Brief:
Copy out each entry precisely; no image belongs in the result.

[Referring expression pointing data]
☆ ☆ ☆ ☆ ☆
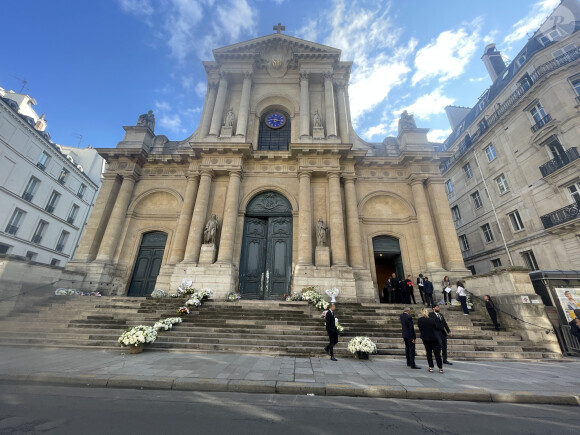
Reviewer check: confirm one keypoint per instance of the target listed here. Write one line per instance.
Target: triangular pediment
(301, 48)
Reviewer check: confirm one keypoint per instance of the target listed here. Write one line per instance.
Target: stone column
(226, 250)
(244, 110)
(184, 221)
(304, 106)
(329, 105)
(343, 125)
(452, 257)
(198, 219)
(429, 244)
(208, 109)
(218, 110)
(352, 223)
(97, 223)
(337, 243)
(305, 220)
(116, 220)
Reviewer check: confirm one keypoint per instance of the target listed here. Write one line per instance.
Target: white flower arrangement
(137, 336)
(361, 344)
(166, 324)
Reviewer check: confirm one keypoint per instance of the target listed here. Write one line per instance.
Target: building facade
(273, 192)
(513, 182)
(47, 191)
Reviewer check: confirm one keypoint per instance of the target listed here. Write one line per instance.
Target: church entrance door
(147, 264)
(266, 259)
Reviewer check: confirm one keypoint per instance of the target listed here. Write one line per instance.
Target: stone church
(273, 192)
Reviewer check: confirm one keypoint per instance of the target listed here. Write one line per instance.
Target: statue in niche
(229, 119)
(407, 122)
(147, 120)
(210, 230)
(317, 119)
(321, 230)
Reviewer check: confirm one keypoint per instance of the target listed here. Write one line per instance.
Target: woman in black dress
(427, 327)
(490, 306)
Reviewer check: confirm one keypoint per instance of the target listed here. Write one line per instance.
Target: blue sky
(94, 66)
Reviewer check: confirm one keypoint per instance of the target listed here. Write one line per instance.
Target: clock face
(275, 120)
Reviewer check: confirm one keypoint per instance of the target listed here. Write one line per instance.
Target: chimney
(493, 61)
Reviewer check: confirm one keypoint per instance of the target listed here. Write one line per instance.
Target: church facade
(273, 192)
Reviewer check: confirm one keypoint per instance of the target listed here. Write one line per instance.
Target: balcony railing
(562, 215)
(541, 123)
(502, 109)
(559, 162)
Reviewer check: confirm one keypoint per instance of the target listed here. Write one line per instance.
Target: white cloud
(447, 56)
(531, 22)
(438, 135)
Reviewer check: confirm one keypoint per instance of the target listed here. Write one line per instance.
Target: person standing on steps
(428, 291)
(420, 286)
(332, 332)
(490, 307)
(409, 337)
(442, 331)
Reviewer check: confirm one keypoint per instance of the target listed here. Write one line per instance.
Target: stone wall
(508, 287)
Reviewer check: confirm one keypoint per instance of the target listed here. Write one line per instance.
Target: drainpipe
(493, 208)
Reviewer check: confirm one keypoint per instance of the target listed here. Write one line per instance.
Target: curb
(296, 388)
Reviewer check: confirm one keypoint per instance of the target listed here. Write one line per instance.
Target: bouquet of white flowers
(138, 335)
(361, 344)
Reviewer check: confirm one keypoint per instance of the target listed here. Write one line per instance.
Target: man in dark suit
(409, 337)
(442, 331)
(332, 332)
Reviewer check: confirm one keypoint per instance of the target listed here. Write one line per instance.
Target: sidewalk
(549, 382)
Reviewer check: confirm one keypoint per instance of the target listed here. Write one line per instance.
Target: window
(62, 176)
(39, 232)
(62, 241)
(464, 243)
(516, 220)
(487, 233)
(52, 200)
(476, 199)
(502, 185)
(490, 152)
(73, 214)
(82, 190)
(43, 160)
(30, 189)
(15, 221)
(574, 191)
(467, 170)
(530, 260)
(449, 187)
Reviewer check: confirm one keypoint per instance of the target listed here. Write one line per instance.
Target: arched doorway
(387, 253)
(147, 264)
(266, 258)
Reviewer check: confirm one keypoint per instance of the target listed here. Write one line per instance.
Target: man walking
(442, 331)
(428, 291)
(332, 332)
(409, 337)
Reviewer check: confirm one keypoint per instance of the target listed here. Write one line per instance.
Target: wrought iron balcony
(562, 215)
(559, 162)
(541, 123)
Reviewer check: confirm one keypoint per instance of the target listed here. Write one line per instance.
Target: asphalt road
(64, 410)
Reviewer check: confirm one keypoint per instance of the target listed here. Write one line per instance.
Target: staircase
(268, 327)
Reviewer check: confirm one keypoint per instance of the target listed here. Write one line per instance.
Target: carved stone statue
(210, 230)
(229, 119)
(317, 119)
(321, 230)
(147, 120)
(407, 122)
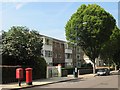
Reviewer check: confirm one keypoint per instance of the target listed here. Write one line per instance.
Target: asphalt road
(93, 82)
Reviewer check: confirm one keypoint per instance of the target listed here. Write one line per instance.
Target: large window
(68, 56)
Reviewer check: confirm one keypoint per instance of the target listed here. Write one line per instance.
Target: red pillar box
(19, 75)
(28, 76)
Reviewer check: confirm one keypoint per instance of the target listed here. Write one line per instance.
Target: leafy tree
(111, 47)
(90, 27)
(21, 44)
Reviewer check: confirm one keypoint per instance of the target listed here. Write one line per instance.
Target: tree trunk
(94, 66)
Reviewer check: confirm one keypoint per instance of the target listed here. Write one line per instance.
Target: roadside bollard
(28, 76)
(19, 75)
☆ ☆ ☆ ☆ ☆
Answer box:
Reviewer check: confirm one keypoint per instance of the target listed here. Write one line per instance.
Target: triangular pediment
(301, 48)
Reviewer check: confirm one keypoint per instance of the target listed here. Write one line per instance.
Target: stone column
(226, 250)
(244, 110)
(184, 221)
(304, 106)
(329, 105)
(343, 125)
(452, 257)
(198, 219)
(429, 244)
(208, 109)
(218, 110)
(352, 223)
(97, 223)
(337, 243)
(305, 220)
(116, 220)
Reviewer check: confirm one keypoint per instance of the target listed here. Write one line per instance.
Target: white flower arrangement
(137, 336)
(361, 344)
(166, 324)
Reviewer check: confirm one keypoint per instance of the target listed here. Write one line per instance.
Target: building facade
(273, 192)
(513, 182)
(47, 191)
Reviewer check: confirm one keypoint per instance of the target listed here. Write one line per instance.
Target: church entrance door
(147, 264)
(266, 259)
Reviewer check: confirm one keypoint per instance of the target listed here. Write one line per instance.
Target: stone church
(273, 192)
Reviewer check: confirm one keypoint per instance of the target listed here. Write one line per instance.
Target: statue in niche
(229, 119)
(407, 122)
(147, 120)
(210, 230)
(317, 119)
(321, 230)
Reviewer check: confirm one keypoint per instance of the target listed here. Write one line per instance.
Target: woman in black dress
(427, 327)
(490, 306)
Reviewer check: confirm one keypoint per instance of the target listed here. Write one line per instance.
Target: blue sky
(94, 66)
Reviewer check: confirm one keypoint per instance of the target listed here. Write one line per instance.
Target: clock face
(275, 120)
Reviewer check: confirm one keypoint per instance of the target listed here. Write one line per instance.
Target: chimney
(493, 61)
Reviewer check: confirm one keypoint per instance of the target listed here. Write one line per instance.
Target: church facade
(273, 192)
Reviewer check: confirm one keypoint per instance of the target listed here. Write one line per instance.
Target: balcony railing
(562, 215)
(541, 123)
(502, 109)
(559, 162)
Reviewer check: confirm one keypoint per instance of the target listed here. Write one line per instance.
Target: white cloud
(447, 56)
(531, 22)
(438, 135)
Reviewer check: confirm one keypoint per instance of the target listed here. Write one line per instance.
Target: person standing on steps
(428, 291)
(420, 286)
(332, 332)
(490, 307)
(409, 337)
(442, 331)
Reviewer check: confirm one keypoint per instance of the target listed here. Write one line per instance.
Target: stone wall
(508, 287)
Reviewer check: confirm one keypoint per instance of the target listed here. Write one line per instance.
Target: drainpipe
(493, 208)
Reviewer check: confirm one keypoint per instance of the target listed here. Write one line per instance.
Target: curb
(296, 388)
Reviewer check: confirm one keypoint per instance of the target listed here. Write one line per instance.
Target: bouquet of white flowers
(138, 335)
(361, 344)
Reviewer check: confirm one keypoint per instance of the target listed here. Write one line per instance.
Target: man in dark suit
(409, 337)
(442, 331)
(332, 332)
Reviewer check: confirm one keypoint per instance of the target listed here. Write one line per instance.
Target: sidewalk
(549, 382)
Reviewer check: confirm one keypoint per instance of the target listed here. Write one line per instance.
Target: window
(62, 176)
(39, 232)
(62, 241)
(464, 243)
(516, 220)
(487, 233)
(52, 200)
(476, 199)
(502, 185)
(490, 152)
(73, 214)
(82, 190)
(43, 160)
(30, 189)
(15, 221)
(574, 191)
(467, 170)
(530, 260)
(449, 187)
Reviewer check: confirm one keypoint per instance of the target listed here. Write one line per instance.
Target: arched doorway
(387, 253)
(147, 264)
(266, 258)
Reviewer check: confirm one keypoint per instance of the target listed here. Write one line per instance.
Target: man walking
(442, 331)
(428, 291)
(332, 332)
(409, 337)
Reviewer check: confirm one keypoint per instance of the target listed here. Write one line per instance.
Target: wrought iron balcony
(562, 215)
(559, 162)
(541, 123)
Reviewer check: confirm one keypoint per instance of the target listed here. Write one line per instance.
Target: asphalt road
(64, 410)
Reviewer check: confirm one keypoint per instance of the target listed here. Write one line per instance.
Target: staircase
(268, 327)
Reviewer check: confirm one keypoint per instance of the target listed here. Write one line per instance.
Target: carved stone statue
(210, 230)
(229, 119)
(317, 119)
(321, 230)
(147, 120)
(407, 122)
Reviewer check: confirm one keypoint per instance of the target listed here. Write one line per instance.
Target: asphalt road
(93, 82)
Reviewer check: confirm one keypoint per instance of the target listed here. Write one line per instance.
Target: large window
(68, 56)
Reviewer check: confirm one keypoint per instance of the target listed here. Write one line per instance.
Target: red pillar box
(19, 75)
(28, 76)
Reviewer check: confirm one keypoint per instance of the target listed here. Write one line per instance.
Target: leafy tree
(111, 47)
(90, 27)
(21, 44)
Reviewer check: confirm one keypoint per instance of the target listed here. Write one line per instance.
Target: tree trunk
(94, 66)
Reviewer check: confirm one keypoint per instance of the target listed here. Write one line per instance.
Target: roadside bollard
(28, 76)
(19, 75)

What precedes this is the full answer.